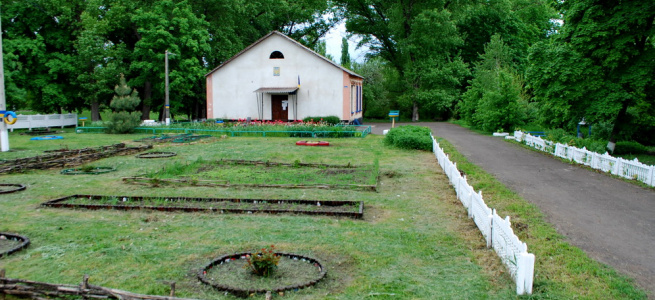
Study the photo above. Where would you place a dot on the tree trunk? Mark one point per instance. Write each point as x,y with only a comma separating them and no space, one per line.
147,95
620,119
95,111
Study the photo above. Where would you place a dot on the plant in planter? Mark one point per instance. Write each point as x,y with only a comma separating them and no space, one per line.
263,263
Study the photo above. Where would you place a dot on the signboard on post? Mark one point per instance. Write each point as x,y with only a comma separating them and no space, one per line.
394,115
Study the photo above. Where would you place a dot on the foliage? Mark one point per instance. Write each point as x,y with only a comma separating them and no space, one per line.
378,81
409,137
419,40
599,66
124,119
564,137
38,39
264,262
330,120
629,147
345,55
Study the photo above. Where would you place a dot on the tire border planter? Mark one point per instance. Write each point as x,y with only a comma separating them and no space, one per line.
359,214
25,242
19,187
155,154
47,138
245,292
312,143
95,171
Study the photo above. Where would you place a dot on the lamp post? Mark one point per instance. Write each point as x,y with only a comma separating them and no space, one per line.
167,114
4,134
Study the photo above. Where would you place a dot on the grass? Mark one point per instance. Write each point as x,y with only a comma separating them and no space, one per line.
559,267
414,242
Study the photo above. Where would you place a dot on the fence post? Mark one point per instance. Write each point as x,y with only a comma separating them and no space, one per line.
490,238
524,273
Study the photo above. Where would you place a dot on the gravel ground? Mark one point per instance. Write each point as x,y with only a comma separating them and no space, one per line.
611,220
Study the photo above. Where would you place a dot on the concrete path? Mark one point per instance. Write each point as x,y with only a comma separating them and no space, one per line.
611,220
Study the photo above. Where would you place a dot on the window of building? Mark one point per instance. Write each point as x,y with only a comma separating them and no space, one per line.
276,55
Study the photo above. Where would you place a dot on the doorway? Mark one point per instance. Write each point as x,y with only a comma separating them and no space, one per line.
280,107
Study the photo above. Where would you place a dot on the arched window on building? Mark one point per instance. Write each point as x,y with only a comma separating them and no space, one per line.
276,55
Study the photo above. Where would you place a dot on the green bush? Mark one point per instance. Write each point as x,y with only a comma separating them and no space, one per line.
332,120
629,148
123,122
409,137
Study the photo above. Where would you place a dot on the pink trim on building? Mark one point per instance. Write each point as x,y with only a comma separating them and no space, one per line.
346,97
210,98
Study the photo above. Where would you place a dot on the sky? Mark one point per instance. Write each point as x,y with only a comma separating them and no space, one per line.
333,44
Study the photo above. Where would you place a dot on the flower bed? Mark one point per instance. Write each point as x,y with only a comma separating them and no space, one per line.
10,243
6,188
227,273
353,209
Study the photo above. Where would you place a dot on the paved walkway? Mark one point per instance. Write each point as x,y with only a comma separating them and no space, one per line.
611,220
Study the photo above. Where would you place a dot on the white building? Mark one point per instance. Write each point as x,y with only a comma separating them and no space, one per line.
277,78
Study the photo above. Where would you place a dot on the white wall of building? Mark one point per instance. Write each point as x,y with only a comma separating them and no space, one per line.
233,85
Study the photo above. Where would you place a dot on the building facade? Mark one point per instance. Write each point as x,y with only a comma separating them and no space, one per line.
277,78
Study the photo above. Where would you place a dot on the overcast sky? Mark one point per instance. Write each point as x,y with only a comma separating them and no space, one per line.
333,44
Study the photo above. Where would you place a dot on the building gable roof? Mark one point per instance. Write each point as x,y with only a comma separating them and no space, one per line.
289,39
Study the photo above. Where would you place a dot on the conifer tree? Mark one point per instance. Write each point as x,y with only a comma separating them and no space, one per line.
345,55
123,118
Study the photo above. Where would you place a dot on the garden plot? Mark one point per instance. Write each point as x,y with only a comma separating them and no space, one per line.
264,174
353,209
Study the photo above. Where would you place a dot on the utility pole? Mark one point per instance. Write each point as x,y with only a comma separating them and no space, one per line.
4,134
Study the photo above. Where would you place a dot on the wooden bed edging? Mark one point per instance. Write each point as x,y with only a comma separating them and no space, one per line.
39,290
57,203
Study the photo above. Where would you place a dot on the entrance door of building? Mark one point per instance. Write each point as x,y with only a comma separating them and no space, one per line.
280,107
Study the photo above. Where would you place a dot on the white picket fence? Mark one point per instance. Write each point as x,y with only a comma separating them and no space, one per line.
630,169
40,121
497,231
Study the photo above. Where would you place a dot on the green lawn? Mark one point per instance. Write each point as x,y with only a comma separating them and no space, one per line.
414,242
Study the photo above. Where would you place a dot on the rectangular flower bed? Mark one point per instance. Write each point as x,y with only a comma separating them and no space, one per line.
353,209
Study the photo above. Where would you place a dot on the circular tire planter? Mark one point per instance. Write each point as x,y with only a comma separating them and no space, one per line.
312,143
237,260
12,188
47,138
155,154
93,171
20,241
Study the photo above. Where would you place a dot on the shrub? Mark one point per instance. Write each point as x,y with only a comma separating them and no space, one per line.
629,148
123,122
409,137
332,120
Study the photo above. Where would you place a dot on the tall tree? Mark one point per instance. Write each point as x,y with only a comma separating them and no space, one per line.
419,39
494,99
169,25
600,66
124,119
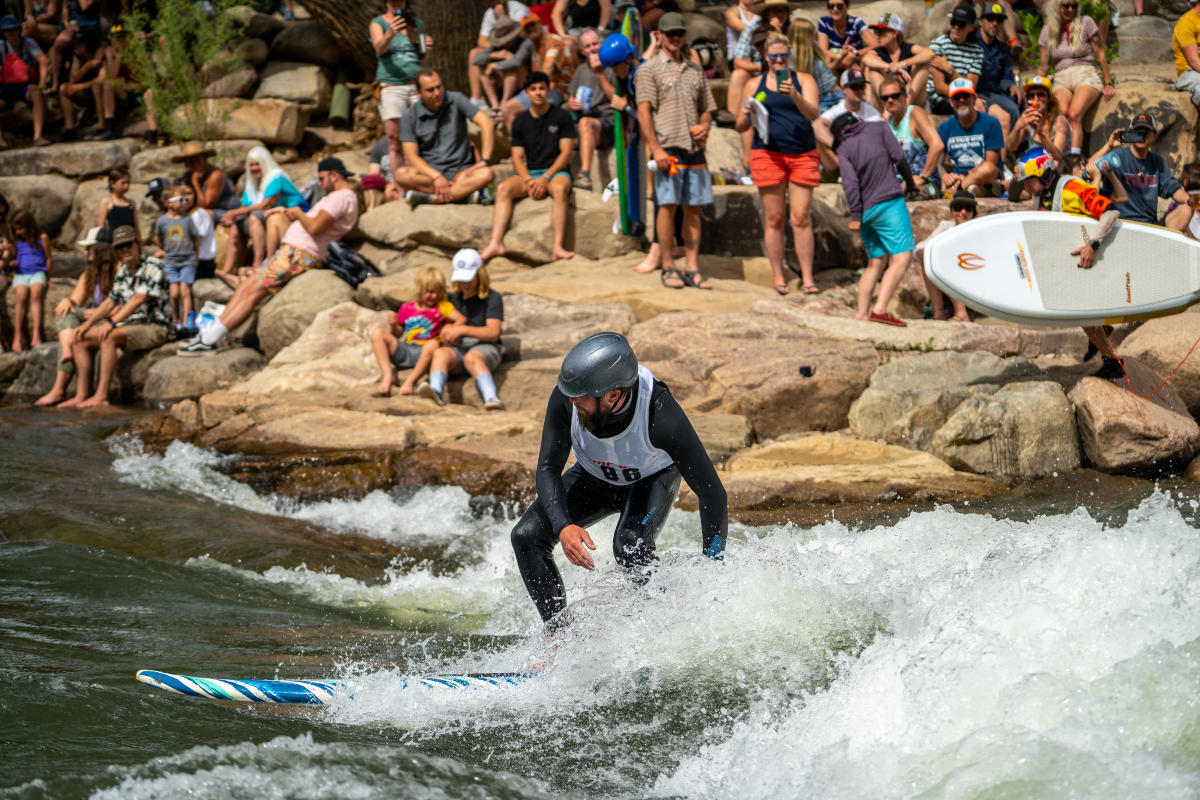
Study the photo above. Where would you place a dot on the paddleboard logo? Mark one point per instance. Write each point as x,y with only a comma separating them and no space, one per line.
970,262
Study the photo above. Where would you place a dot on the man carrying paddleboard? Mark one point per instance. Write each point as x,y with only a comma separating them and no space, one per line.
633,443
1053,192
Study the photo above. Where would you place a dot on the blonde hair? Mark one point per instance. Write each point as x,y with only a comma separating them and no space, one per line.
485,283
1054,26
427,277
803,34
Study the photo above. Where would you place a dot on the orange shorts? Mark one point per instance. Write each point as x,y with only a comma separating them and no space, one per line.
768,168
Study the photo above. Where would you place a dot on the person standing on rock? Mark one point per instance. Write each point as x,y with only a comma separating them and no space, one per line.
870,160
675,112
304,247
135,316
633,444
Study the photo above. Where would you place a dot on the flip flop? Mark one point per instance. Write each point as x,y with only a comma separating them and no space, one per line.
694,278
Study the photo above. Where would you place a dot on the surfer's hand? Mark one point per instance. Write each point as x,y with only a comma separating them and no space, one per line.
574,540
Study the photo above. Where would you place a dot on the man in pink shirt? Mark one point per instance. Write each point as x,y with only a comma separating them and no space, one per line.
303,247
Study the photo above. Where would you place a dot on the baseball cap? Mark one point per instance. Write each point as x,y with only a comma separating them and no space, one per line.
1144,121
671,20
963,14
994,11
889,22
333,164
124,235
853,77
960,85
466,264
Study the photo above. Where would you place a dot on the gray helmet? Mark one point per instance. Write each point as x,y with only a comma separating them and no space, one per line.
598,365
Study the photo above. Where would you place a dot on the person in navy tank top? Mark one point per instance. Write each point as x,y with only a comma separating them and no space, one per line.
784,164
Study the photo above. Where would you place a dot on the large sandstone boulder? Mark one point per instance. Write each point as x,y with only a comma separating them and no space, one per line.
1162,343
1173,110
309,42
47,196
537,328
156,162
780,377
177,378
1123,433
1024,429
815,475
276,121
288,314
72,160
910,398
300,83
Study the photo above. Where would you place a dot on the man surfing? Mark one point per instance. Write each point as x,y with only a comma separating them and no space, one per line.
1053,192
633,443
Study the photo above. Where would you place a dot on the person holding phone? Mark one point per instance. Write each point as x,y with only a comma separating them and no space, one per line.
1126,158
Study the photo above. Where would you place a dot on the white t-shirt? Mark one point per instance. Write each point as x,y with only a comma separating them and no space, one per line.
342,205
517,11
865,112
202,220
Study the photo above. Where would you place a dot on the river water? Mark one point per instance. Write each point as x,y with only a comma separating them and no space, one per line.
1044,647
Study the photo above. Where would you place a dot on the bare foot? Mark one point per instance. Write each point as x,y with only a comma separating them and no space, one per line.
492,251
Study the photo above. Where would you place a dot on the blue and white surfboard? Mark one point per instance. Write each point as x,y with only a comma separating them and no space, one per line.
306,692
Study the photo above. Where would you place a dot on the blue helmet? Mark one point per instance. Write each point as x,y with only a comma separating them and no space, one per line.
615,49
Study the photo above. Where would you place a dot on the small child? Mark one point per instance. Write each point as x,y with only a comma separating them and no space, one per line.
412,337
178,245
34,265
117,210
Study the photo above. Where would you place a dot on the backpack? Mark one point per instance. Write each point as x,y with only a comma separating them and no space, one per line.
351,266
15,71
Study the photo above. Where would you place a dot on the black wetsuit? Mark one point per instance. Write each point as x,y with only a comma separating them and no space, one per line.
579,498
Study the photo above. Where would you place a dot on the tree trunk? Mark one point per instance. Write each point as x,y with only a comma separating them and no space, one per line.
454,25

--

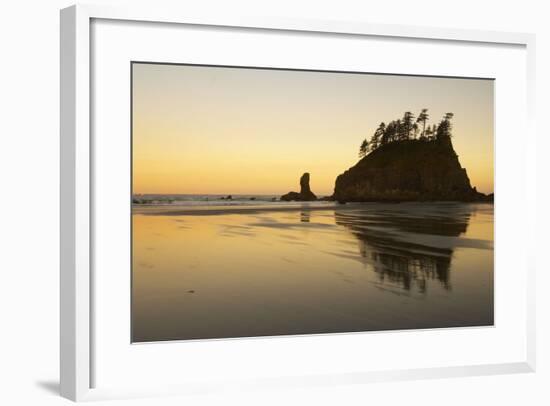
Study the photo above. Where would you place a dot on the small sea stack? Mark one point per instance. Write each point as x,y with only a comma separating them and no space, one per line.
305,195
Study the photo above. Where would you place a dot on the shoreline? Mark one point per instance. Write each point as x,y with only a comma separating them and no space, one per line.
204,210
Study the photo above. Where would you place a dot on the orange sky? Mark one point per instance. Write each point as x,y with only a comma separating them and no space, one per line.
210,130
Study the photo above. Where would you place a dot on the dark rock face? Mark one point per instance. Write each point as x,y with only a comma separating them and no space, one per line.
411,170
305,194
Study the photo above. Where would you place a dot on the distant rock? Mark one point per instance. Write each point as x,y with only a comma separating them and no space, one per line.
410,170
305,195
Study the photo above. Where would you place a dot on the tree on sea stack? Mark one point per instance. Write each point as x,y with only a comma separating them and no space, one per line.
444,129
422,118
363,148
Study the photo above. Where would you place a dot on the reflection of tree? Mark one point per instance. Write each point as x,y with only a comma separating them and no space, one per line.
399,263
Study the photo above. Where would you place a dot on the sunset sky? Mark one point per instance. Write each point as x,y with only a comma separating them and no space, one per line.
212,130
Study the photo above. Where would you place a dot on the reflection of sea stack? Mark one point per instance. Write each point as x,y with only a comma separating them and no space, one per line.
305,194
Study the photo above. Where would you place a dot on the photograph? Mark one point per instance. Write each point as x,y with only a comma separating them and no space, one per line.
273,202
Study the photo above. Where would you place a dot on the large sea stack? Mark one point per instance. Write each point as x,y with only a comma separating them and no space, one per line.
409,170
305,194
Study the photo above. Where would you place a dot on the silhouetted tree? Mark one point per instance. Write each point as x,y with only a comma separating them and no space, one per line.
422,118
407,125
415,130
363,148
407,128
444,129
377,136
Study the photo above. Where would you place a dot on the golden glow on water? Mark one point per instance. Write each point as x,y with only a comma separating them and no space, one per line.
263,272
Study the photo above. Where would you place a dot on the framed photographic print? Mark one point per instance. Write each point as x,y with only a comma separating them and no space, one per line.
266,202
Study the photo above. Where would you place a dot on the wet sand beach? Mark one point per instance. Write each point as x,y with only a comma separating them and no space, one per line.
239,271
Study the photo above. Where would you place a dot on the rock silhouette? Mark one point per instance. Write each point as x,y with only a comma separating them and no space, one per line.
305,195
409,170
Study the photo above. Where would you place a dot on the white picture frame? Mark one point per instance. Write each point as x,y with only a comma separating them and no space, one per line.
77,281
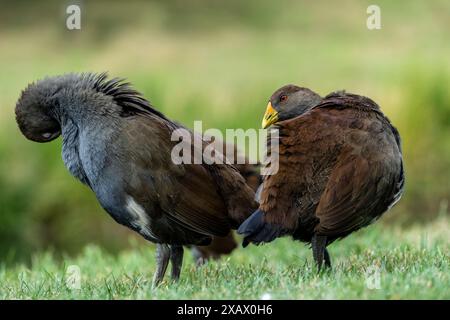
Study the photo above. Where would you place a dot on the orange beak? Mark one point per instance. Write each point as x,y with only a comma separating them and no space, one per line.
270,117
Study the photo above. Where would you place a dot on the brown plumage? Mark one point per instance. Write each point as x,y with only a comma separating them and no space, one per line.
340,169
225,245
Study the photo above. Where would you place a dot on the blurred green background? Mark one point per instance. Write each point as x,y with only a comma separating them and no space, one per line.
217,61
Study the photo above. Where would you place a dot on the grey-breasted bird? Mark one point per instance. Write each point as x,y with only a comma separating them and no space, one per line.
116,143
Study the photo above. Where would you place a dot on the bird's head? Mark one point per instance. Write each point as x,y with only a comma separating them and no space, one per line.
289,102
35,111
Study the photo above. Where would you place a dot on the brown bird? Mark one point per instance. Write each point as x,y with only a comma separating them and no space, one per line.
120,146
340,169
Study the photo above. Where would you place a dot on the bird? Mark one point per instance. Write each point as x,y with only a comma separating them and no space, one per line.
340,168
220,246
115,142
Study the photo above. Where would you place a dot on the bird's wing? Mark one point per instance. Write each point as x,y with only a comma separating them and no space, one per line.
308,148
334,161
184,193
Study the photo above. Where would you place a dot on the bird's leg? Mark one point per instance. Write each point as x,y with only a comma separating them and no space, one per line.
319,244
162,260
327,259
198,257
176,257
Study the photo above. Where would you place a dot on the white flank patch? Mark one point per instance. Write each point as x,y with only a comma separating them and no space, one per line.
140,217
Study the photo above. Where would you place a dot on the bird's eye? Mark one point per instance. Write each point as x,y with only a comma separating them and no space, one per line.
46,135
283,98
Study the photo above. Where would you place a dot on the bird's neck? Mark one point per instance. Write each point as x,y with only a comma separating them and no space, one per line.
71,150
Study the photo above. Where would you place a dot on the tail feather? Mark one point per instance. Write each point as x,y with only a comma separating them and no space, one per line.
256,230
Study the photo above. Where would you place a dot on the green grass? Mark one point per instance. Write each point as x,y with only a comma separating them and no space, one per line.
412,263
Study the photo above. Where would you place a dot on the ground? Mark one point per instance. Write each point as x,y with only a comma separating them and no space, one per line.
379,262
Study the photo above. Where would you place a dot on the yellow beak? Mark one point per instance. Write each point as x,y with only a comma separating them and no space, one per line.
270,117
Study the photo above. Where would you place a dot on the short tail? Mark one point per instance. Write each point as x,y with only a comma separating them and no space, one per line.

==

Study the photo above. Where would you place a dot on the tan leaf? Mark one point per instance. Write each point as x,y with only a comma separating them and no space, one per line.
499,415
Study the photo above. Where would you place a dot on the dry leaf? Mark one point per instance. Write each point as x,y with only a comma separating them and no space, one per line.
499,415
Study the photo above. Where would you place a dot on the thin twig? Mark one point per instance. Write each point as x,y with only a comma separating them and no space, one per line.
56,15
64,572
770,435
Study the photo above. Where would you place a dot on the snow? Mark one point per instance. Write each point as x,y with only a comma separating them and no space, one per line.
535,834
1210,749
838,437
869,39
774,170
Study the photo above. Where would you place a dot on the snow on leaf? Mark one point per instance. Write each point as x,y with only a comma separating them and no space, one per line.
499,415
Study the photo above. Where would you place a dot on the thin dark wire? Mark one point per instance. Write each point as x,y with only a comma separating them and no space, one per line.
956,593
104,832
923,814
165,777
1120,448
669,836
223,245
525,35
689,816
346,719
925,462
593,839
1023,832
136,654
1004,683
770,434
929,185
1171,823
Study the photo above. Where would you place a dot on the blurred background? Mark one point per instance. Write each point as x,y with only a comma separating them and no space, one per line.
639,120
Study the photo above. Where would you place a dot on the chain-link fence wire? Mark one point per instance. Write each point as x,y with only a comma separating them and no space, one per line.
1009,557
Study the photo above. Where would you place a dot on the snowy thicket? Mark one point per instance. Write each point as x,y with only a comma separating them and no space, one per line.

What you need to do: List every row above that contains the word "planter", copying each row in full.

Result of the exercise:
Study the photo above. Where would you place a dot on the plant in planter? Mark one point per instance. Write each point as x,y with only a comma separating them and no space, one per line.
Study the photo above. Where would you place a dot on the tire border planter? Mark one point per instance. Write each point as x,y with only a comma separating them and no space, one per line.
Study the photo above. Where would you place a dot on the circular tire planter? Mark one point per instance. Write each point as x,y with only a comma separating them and no space, one per line.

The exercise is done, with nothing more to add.